*WHAT TO DO*. Set down, please, without alteration, the lines of the entries below from the first through the one containing "the side mirror".
Top of INFORMATION SUPPLIED
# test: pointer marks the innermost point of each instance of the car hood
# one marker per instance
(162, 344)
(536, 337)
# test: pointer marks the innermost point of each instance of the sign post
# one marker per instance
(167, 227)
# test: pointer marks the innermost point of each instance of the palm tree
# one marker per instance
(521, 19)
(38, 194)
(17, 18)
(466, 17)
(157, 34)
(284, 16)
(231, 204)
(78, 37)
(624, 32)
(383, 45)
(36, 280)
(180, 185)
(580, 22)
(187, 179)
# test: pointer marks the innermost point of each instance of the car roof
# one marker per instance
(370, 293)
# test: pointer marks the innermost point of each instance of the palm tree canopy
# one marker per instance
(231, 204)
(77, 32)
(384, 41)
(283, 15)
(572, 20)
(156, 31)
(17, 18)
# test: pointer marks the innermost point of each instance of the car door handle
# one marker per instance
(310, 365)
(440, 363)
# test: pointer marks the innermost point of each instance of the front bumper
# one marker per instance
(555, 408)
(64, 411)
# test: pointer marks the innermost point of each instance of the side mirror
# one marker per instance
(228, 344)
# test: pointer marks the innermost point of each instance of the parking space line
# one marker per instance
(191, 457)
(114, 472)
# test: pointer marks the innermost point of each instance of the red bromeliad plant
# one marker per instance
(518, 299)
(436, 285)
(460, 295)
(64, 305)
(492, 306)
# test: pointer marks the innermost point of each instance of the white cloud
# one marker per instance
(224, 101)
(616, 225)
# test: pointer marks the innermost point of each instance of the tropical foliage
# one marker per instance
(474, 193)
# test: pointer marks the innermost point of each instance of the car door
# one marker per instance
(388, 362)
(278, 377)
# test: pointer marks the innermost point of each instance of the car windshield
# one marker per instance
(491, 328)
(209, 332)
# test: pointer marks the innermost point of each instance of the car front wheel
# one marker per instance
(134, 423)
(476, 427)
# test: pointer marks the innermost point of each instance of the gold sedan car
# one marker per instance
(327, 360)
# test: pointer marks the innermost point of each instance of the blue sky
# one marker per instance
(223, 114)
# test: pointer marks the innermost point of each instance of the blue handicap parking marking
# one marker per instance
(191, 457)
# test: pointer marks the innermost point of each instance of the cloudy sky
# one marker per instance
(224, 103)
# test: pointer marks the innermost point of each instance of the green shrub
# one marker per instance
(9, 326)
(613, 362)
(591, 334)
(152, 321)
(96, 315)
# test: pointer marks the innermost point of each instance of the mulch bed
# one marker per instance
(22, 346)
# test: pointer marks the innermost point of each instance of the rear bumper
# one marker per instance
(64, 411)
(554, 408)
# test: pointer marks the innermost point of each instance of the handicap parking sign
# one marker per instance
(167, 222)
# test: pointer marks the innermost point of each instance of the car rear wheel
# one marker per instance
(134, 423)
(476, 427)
Bottom of INFORMATION SUPPLIED
*RESPONSE BOX*.
# test: pointer marks the innermost point of each instance of the car hood
# one marker per instance
(162, 344)
(536, 337)
# test: pointer marks the innermost point of each instance of the sign post
# one marker per instance
(167, 227)
# test: pointer marks the innermost point of each instance of the palm tree
# one marker per instance
(521, 19)
(38, 194)
(17, 18)
(466, 17)
(157, 34)
(284, 16)
(231, 204)
(78, 37)
(624, 32)
(383, 45)
(36, 280)
(180, 185)
(580, 22)
(187, 179)
# test: pointer marks the innermost point of each instance of the car roof
# one marker per instance
(370, 293)
# test: pointer marks the innermost point of each instance of the palm tree canopy
# one marker per instance
(231, 204)
(77, 32)
(384, 41)
(283, 15)
(572, 20)
(156, 31)
(17, 18)
# test: pointer marks the innermost point of each instance of the car door handle
# one marker per instance
(310, 365)
(440, 363)
# test: pointer marks the innermost point of each instance of the front bumper
# one marker per instance
(555, 408)
(64, 411)
# test: pointer marks the innermost point of each instance of the side mirror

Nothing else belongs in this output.